> _JOB_
Find the line that contains "If you could point to the snow-covered ice" in the entries below. Output it and each later line exactly, and nothing else.

(Lines of data)
───
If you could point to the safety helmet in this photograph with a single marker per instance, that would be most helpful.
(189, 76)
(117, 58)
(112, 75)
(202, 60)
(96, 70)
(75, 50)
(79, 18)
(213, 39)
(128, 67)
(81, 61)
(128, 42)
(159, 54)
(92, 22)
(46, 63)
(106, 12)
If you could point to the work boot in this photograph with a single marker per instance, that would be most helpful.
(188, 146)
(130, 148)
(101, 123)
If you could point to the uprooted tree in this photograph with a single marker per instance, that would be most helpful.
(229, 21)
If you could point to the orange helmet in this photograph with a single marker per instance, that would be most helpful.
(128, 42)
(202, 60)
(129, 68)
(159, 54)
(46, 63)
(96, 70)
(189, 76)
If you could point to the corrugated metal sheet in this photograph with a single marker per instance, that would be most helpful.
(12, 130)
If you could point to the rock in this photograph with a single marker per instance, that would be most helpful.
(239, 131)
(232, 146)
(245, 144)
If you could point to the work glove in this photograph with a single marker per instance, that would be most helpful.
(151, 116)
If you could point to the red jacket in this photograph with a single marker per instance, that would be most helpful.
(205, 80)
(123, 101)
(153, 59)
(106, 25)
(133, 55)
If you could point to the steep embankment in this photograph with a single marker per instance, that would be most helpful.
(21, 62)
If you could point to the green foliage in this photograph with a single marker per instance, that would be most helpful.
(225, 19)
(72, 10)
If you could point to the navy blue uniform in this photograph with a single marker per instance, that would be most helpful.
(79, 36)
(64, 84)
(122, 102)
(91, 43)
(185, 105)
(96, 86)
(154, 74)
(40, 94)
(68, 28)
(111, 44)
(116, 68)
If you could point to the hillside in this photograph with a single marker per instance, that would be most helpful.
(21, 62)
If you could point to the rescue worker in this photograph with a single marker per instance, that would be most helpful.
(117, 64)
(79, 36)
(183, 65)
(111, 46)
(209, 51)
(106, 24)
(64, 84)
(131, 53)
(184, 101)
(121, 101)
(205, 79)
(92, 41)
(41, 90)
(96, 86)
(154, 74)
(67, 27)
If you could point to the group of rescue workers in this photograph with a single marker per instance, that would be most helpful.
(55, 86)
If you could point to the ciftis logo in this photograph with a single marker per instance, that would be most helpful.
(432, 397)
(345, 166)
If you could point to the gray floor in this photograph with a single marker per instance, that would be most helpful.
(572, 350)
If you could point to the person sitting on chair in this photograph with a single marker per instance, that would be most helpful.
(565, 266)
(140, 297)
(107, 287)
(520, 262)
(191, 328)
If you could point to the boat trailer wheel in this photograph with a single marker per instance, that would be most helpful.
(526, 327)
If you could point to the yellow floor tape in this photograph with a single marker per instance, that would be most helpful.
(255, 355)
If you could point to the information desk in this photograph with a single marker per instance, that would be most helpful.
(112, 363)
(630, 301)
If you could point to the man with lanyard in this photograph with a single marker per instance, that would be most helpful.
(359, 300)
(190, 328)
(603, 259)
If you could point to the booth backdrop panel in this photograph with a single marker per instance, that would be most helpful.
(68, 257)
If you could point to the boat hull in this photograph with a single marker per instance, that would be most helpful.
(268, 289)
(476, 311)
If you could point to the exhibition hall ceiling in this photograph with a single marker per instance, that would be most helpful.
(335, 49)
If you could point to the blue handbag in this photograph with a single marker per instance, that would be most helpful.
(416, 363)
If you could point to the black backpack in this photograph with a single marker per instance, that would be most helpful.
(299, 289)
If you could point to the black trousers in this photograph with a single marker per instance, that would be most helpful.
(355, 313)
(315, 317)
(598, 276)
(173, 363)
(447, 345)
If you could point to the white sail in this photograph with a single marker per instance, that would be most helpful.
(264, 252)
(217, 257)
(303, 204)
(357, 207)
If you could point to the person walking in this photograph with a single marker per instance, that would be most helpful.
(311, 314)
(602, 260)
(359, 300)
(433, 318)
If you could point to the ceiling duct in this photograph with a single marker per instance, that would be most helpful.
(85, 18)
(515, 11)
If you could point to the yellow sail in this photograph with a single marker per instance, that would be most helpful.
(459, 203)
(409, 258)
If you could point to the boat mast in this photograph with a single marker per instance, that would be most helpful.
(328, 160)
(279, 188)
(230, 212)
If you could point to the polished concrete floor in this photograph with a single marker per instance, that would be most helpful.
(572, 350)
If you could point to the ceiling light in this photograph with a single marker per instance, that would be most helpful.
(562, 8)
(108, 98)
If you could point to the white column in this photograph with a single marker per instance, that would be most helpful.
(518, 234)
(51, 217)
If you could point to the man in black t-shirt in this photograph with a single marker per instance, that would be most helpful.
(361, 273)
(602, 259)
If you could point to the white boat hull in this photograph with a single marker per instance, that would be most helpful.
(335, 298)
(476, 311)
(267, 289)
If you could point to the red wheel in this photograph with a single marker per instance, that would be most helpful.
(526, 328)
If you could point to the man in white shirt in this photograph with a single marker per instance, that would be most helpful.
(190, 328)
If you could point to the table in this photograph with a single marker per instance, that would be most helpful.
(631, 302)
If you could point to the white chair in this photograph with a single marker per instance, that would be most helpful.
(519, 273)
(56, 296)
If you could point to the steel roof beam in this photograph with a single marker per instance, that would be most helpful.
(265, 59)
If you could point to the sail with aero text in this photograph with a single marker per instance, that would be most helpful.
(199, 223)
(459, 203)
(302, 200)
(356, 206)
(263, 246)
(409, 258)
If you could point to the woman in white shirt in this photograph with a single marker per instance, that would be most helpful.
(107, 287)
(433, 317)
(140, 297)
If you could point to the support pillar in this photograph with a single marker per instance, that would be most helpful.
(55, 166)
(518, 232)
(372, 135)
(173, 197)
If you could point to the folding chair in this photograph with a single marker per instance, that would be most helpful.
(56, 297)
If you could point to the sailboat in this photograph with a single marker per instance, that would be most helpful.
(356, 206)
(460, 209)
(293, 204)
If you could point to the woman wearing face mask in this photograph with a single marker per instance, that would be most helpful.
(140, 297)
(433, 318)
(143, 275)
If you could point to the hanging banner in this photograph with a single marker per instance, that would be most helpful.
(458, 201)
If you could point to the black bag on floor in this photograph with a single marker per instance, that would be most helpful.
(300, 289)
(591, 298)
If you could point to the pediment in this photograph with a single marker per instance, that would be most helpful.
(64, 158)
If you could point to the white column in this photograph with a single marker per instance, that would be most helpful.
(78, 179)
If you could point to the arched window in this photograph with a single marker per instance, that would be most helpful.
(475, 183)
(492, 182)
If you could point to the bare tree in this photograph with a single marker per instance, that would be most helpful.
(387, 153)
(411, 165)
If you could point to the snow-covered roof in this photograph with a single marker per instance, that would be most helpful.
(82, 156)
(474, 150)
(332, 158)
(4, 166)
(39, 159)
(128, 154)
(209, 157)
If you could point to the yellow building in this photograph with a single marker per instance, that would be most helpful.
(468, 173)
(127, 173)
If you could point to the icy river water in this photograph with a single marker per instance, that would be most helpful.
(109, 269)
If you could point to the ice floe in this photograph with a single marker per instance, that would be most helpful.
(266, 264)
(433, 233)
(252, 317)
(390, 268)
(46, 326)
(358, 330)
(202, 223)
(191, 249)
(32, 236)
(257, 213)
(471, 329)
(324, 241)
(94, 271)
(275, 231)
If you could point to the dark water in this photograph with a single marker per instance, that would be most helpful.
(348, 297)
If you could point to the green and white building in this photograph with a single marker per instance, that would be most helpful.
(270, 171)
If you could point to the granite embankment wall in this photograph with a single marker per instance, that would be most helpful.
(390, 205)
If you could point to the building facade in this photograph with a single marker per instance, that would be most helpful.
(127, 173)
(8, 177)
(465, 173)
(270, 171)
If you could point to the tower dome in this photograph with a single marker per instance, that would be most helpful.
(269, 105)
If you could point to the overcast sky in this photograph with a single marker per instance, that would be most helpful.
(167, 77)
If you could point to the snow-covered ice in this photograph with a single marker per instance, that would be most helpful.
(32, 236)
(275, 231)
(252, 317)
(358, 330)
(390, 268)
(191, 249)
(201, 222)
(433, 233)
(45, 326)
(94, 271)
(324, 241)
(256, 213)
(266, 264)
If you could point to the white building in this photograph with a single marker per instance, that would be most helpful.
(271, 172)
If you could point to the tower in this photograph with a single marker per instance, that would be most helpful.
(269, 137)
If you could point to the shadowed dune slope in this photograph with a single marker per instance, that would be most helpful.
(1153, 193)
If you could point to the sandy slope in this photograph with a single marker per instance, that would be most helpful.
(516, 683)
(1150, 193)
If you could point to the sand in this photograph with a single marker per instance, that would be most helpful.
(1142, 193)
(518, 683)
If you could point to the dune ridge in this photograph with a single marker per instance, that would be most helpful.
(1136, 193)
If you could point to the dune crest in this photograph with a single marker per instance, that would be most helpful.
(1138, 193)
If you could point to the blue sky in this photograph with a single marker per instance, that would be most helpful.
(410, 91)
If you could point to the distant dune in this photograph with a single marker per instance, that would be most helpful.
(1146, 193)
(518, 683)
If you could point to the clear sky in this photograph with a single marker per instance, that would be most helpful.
───
> _RESULT_
If you could point to the snow-covered ice in this photograph with a single marker per instance, that would be most helpful.
(32, 236)
(275, 231)
(252, 317)
(358, 330)
(390, 268)
(191, 249)
(201, 222)
(433, 233)
(45, 326)
(94, 271)
(324, 241)
(256, 213)
(266, 264)
If you could point to the white building in this photograph with a single marker per instance, that would be most helpful.
(271, 172)
If you could point to the tower in this photograph with a single marker per instance, that would be most helpful.
(269, 137)
If you could point to the shadowed dune slope in this photograph with a single marker per instance, that would be most helpful.
(1153, 193)
If you could point to the sandy slope in this photograph with a single marker per instance, that would be most helpful.
(516, 683)
(1150, 193)
If you could point to the sand in this photograph with a single marker per instance, that would be most helpful.
(1142, 193)
(518, 683)
If you could point to the dune ridge in this photograph with a single marker per instance, that would be most helpful.
(1136, 193)
If you could point to the dune crest in this photograph with a single marker per instance, that would be most helpful.
(1138, 193)
If you could point to the blue sky in this photograph with a single marker per instance, that would be most helpful.
(410, 91)
If you could point to the distant dune in this photograph with a single marker per instance, that would be most helpful.
(1146, 193)
(518, 683)
If you could point to the clear sky in this photograph with a single marker per instance, that would be most helpful.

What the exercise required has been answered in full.